■ **Your task**
Locate each line in the items below that contains the word "point" and copy those lines out in full.

■ **Dataset content**
--- start ---

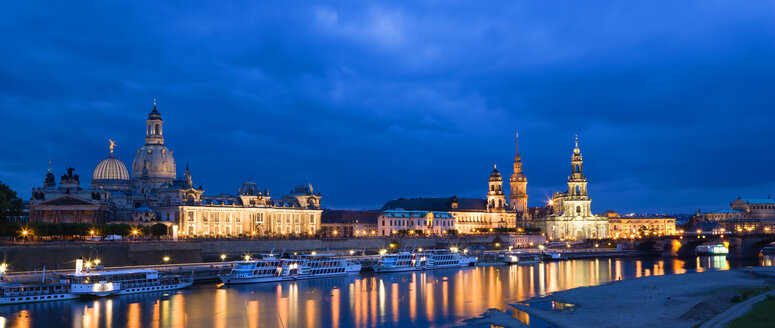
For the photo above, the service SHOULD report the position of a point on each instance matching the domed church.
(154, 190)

--- end ---
--- start ---

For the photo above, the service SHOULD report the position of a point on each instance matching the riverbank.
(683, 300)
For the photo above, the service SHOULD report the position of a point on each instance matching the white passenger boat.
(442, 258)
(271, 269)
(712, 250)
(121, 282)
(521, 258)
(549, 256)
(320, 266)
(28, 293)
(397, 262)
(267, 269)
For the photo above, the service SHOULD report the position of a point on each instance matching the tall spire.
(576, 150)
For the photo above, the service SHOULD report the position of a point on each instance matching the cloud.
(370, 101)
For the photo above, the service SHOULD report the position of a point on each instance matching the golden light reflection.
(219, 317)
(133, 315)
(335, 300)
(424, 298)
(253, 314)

--- end ---

■ **Exercise output**
For the photo above, the service SHOULD report the position of a point on each instance matching the domed church.
For the photo above, the service SHOULD report the position of a point on each instance matching the riverbank.
For the photo above, the service SHOULD report the position of a point on each instance matching the white passenger boat.
For the photo above, the service SHOULD report the position of a point on each instance matching the tall spire.
For the photo above, the service SHOULD report the position of a point on each instance matching the cloud.
For the photo above, the service SHOULD report the position of a point on each instance matching the golden light reflection.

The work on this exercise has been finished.